**Aim:** Please turn every line of the material below into a numbered list, leaving out any blank lines.

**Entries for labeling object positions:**
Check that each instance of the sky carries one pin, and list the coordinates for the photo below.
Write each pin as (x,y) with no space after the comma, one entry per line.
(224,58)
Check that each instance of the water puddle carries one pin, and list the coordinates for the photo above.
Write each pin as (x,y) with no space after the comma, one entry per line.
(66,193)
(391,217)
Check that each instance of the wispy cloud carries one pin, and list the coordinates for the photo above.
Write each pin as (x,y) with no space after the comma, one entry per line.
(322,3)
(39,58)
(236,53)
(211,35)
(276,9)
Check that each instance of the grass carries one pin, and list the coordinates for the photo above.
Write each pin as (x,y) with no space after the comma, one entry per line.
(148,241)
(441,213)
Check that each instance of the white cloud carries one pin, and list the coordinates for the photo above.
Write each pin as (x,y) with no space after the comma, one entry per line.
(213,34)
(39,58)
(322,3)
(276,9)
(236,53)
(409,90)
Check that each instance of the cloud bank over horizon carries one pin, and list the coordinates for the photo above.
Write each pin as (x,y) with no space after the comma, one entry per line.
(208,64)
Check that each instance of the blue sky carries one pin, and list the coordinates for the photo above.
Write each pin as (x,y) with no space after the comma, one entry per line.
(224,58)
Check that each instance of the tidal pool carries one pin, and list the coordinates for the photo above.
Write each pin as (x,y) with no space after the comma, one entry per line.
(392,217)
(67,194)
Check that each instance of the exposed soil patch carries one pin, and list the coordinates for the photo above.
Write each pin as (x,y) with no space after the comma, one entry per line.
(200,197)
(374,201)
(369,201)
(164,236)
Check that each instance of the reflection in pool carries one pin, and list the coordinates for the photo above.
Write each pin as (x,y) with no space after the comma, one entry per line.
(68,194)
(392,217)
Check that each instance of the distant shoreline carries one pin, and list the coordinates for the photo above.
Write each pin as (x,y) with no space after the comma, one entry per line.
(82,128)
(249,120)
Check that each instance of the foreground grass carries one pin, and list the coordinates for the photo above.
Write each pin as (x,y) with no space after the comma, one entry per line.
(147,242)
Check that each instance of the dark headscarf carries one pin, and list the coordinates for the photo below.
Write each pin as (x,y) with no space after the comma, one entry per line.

**Task answer:**
1. Check that each instance of the sky carries one pin, and list the coordinates for the photo below.
2. Write each pin as (x,y) with no space after the comma, one entry per line.
3. (224,58)
4. Check that each instance of the water puddle carries one pin, and list the coordinates for the photo above.
5. Write each pin as (x,y) with no space after the comma, one entry per line.
6. (66,193)
7. (391,217)
8. Check that each instance of the wispy cloud carries one pin, and list the coordinates for the photo above.
9. Write each pin as (x,y) with no space after the comma, one entry per line.
10. (322,3)
11. (39,58)
12. (236,53)
13. (211,35)
14. (276,9)
15. Check that each instance of the grass carries one pin, and list the coordinates for the photo above.
16. Write each pin as (x,y) with no space after the comma, one entry per line.
17. (148,241)
18. (441,213)
19. Check that each instance of the white cloud carries one pin, and list the coordinates for the photo above.
20. Write each pin as (x,y) with no space after the comma, one entry per line.
21. (213,34)
22. (39,58)
23. (322,3)
24. (276,9)
25. (236,53)
26. (409,90)
27. Check that each instance of the cloud bank over horizon carries one pin, and list the coordinates for the photo above.
28. Write each pin as (x,y) with no space after the comma, one entry per line.
29. (208,64)
30. Check that each instance of the blue sky carries one pin, and list the coordinates for the photo above.
31. Write each pin as (x,y) with no space after the comma, one entry per line.
32. (224,58)
33. Check that each instance of the tidal pool carries one pin, and list the coordinates for the photo above.
34. Write each pin as (x,y) with no space after the comma, one entry per line.
35. (392,217)
36. (67,194)
37. Check that each instance of the exposed soil patch carries one pin, and list the coordinates for the photo above.
38. Write each pin as (x,y) with no space after the comma, one entry per line.
39. (200,197)
40. (374,201)
41. (369,201)
42. (164,236)
43. Check that each instance of the reflection in pool carries one pin, and list the coordinates for the photo above.
44. Write each pin as (x,y) with no space after the comma, one entry per line.
45. (68,194)
46. (392,217)
47. Check that each instance of the distant shoreline carries one pin, and list the coordinates for the photo above.
48. Write each pin as (x,y) with no space after the comma, one entry per line.
49. (82,128)
50. (249,120)
51. Check that each instance of the foreground grass carries one pin, and list the coordinates for the photo above.
52. Write each pin as (x,y) with no space after the comma, one entry per line.
53. (147,242)
54. Check that each instance of the dark headscarf carries one pin, and list the coordinates for the photo below.
55. Write each pin as (x,y) with no space after the comma, one entry per line.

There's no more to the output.